→ Directions for this task:
Please copy the stretch of data from the line containing "Task: pin the donut with" through the line containing "point(269, 230)", both included, keeping every line unchanged. Leave the pictures out of your copy.

→ Data listing:
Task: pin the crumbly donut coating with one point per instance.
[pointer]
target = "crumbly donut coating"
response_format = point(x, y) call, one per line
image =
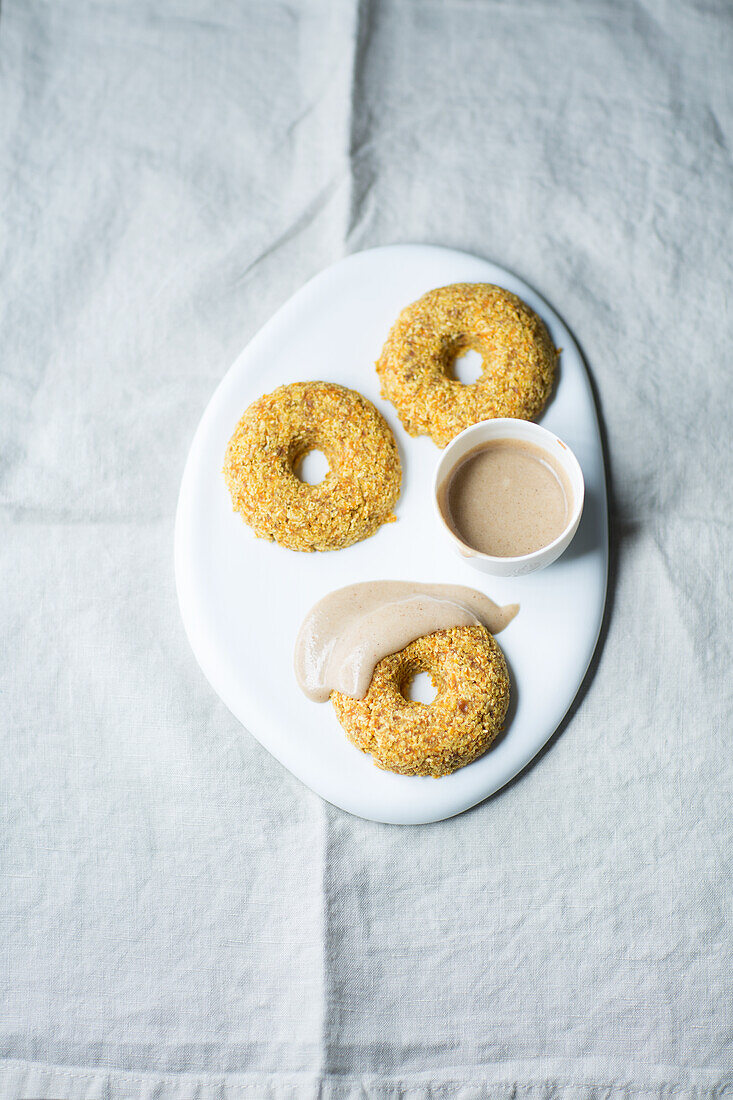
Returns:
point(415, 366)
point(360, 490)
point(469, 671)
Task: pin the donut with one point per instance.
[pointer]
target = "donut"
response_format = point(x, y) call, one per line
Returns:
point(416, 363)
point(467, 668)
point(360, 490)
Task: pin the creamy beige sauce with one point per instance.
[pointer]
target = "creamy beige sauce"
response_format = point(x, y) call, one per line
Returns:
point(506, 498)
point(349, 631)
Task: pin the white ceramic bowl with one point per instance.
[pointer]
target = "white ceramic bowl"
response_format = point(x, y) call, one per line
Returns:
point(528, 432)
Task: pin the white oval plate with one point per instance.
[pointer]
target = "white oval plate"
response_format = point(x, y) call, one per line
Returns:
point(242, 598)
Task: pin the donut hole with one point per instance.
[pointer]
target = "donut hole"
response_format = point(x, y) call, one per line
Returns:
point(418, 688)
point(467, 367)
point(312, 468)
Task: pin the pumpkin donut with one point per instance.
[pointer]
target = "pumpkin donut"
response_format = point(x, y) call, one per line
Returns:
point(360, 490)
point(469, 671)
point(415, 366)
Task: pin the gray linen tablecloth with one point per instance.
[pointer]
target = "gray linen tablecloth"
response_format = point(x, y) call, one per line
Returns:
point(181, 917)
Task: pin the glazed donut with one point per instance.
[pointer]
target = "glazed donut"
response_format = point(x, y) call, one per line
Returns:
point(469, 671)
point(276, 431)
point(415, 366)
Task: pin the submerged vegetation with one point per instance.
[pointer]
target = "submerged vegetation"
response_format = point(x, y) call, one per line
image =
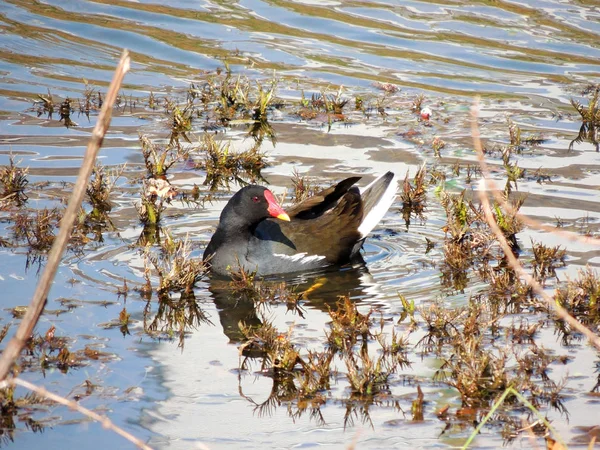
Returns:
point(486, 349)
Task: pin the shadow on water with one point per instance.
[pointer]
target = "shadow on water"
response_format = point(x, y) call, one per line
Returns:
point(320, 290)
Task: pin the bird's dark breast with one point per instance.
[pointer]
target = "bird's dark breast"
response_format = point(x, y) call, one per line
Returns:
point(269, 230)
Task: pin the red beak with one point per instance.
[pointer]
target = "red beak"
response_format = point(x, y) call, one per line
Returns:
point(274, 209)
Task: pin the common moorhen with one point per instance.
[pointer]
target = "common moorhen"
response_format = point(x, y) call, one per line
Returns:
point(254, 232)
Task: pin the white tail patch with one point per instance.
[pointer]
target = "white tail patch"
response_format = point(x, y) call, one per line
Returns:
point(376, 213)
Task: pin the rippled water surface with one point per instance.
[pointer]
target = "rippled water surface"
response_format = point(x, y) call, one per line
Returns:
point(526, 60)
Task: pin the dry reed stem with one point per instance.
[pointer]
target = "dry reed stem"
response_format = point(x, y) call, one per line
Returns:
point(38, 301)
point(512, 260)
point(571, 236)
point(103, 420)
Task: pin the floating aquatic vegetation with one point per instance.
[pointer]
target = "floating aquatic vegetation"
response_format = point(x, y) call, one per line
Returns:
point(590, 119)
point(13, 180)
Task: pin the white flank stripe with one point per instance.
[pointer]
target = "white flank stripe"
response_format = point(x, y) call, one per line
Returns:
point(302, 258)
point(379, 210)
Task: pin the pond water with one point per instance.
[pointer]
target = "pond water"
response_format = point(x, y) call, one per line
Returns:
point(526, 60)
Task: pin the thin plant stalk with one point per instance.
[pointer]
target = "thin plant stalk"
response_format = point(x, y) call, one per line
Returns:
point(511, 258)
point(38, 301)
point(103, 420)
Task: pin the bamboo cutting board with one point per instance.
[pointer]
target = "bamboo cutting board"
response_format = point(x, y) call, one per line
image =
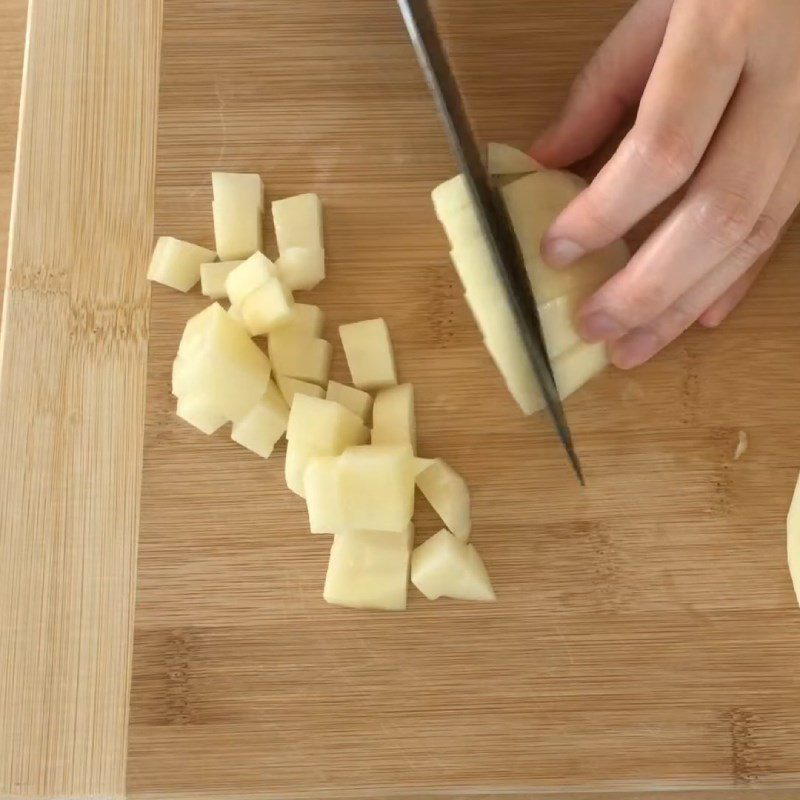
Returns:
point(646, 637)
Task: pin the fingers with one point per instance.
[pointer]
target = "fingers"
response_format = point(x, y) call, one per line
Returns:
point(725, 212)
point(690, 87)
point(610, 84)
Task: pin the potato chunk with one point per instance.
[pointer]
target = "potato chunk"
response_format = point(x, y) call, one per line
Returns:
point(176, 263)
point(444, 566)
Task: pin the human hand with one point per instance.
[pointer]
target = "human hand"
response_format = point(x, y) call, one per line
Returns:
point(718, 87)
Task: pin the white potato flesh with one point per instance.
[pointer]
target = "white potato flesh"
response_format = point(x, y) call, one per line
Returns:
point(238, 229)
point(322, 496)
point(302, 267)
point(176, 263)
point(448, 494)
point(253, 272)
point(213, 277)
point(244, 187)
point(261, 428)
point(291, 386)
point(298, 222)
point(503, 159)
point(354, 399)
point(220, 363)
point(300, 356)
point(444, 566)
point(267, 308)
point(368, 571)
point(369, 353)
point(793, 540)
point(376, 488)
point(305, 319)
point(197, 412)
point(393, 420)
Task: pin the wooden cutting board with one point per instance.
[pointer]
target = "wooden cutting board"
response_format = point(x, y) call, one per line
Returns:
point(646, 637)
--
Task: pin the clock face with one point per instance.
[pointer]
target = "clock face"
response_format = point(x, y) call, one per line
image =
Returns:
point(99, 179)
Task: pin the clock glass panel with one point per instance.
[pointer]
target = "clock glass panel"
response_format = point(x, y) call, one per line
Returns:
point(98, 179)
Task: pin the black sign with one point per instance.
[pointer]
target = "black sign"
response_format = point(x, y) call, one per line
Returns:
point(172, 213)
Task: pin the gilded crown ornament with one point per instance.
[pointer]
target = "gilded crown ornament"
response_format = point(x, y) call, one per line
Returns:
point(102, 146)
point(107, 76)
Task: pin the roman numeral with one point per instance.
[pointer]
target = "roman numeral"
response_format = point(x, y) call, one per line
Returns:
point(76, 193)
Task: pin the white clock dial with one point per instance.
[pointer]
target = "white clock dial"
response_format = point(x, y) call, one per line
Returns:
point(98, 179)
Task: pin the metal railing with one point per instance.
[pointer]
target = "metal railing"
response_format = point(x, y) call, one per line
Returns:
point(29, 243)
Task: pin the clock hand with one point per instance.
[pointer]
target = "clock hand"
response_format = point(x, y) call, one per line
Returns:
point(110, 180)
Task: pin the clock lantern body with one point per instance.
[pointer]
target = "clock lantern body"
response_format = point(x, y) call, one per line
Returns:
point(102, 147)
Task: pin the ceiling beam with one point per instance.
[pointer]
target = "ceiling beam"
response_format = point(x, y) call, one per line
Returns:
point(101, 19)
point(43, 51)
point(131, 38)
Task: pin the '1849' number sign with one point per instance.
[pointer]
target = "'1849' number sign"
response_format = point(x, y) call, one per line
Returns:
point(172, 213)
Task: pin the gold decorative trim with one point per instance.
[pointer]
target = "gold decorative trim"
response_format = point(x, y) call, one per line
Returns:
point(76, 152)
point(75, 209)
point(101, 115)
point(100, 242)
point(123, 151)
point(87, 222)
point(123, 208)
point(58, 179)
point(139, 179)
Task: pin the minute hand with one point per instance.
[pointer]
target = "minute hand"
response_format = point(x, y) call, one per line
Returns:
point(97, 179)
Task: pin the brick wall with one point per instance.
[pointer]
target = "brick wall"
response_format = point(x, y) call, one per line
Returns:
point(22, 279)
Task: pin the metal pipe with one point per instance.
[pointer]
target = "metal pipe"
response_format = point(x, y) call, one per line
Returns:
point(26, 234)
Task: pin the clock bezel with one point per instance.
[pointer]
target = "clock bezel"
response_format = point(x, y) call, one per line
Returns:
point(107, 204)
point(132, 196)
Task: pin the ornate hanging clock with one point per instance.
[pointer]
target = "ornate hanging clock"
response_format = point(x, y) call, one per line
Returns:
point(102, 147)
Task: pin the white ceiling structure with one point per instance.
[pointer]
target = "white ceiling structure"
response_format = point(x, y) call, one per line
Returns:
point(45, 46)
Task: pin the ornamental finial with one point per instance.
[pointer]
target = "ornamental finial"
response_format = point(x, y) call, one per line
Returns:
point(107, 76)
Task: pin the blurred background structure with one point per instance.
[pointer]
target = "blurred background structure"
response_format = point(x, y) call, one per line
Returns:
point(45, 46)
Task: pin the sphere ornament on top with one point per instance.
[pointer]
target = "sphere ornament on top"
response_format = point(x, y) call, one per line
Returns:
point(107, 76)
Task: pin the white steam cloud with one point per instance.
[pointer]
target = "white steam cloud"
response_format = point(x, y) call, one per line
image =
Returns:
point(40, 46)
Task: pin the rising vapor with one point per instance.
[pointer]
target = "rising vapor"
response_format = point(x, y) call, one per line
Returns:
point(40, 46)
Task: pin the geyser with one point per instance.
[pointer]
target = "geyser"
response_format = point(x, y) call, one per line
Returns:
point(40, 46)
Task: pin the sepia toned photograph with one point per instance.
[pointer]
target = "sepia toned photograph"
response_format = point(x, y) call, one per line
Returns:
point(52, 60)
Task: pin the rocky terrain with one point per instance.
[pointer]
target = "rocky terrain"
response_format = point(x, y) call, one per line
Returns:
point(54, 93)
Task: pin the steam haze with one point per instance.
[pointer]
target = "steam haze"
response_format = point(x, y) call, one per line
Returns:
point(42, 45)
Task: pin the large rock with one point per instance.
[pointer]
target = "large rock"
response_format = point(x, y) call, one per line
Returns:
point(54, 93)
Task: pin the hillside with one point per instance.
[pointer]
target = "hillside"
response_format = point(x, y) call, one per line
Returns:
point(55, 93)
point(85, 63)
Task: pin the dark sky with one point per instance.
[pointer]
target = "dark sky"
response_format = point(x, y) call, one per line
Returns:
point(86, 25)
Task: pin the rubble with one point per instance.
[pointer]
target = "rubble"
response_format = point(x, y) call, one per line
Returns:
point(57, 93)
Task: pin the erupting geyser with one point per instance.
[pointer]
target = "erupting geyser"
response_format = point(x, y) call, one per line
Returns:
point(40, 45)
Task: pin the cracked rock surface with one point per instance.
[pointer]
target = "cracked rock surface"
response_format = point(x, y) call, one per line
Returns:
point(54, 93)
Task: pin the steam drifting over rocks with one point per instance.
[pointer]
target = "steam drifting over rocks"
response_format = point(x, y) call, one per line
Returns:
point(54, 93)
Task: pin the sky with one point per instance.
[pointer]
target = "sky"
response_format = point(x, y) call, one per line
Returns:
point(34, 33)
* * *
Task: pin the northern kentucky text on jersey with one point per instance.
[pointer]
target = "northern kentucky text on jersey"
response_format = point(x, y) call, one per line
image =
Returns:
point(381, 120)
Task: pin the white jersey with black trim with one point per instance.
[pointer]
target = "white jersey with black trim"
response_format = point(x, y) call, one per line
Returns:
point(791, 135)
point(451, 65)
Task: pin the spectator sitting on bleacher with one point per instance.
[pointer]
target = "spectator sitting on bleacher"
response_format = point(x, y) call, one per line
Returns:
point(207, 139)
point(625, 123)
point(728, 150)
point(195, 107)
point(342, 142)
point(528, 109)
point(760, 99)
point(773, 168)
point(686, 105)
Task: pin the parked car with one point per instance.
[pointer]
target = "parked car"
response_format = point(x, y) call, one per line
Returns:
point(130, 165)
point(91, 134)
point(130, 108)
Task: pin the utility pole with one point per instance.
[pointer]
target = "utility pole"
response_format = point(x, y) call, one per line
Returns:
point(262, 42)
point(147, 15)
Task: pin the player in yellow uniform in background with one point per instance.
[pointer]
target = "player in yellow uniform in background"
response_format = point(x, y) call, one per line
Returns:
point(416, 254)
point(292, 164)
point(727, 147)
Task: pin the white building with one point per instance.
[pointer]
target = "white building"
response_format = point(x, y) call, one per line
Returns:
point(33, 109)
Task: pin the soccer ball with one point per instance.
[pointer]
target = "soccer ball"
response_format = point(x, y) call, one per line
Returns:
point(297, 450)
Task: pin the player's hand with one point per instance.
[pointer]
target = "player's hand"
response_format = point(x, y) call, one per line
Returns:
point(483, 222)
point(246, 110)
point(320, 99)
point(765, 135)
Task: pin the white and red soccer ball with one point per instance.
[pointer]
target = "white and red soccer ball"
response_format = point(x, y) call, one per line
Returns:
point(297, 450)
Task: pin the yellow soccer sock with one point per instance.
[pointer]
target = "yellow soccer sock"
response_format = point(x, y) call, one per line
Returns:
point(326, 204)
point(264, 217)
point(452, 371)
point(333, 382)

→ Answer to this problem:
Task: pin the donut with one point per instance.
[pointer]
target = "donut"
response_format = point(x, y) call, one per line
Returns:
point(416, 363)
point(467, 668)
point(360, 490)
Task: pin the creamy beige sauce with one point per instance.
[pointer]
target = "creamy beige sauce"
response_format = point(x, y) call, one per line
Returns:
point(506, 498)
point(349, 631)
Task: pin the white ceramic bowl with one point per instance.
[pointer]
target = "white ceramic bowl"
response_format = point(x, y) call, one per line
Returns:
point(528, 432)
Task: pin the white oval plate with one point per instance.
[pointer]
target = "white oval plate"
response_format = point(x, y) call, one per line
Returns:
point(242, 598)
Task: pin the donut hole with one point per instance.
[pointer]
target = "donut hole"
response_format = point(x, y) call, one per line
Returns:
point(418, 688)
point(467, 367)
point(312, 468)
Task: pin the pumpkin donut with one point per instance.
[pointer]
target = "pumpkin donut"
response_format = point(x, y) call, one per line
Returns:
point(360, 490)
point(469, 671)
point(415, 366)
Task: pin the gray linen tablecloth with one point per instance.
[pointer]
target = "gray linen tablecloth"
response_format = point(x, y) call, one per line
Returns:
point(181, 917)
Task: pin the glazed donut with one point per instance.
[pointer]
target = "glazed donut"
response_format = point(x, y) call, one per line
Returns:
point(469, 671)
point(276, 431)
point(415, 366)
Task: pin the submerged vegetation with one point per instance.
[pointer]
target = "submerged vegetation"
response_format = point(x, y) call, one per line
image =
Returns:
point(486, 349)
Task: pin the shadow on water with one point per instance.
[pointer]
target = "shadow on water"
response_format = point(x, y) call, one per line
Returns:
point(320, 290)
Task: pin the bird's dark breast with one point per instance.
[pointer]
target = "bird's dark breast"
response_format = point(x, y) call, one per line
Returns:
point(269, 230)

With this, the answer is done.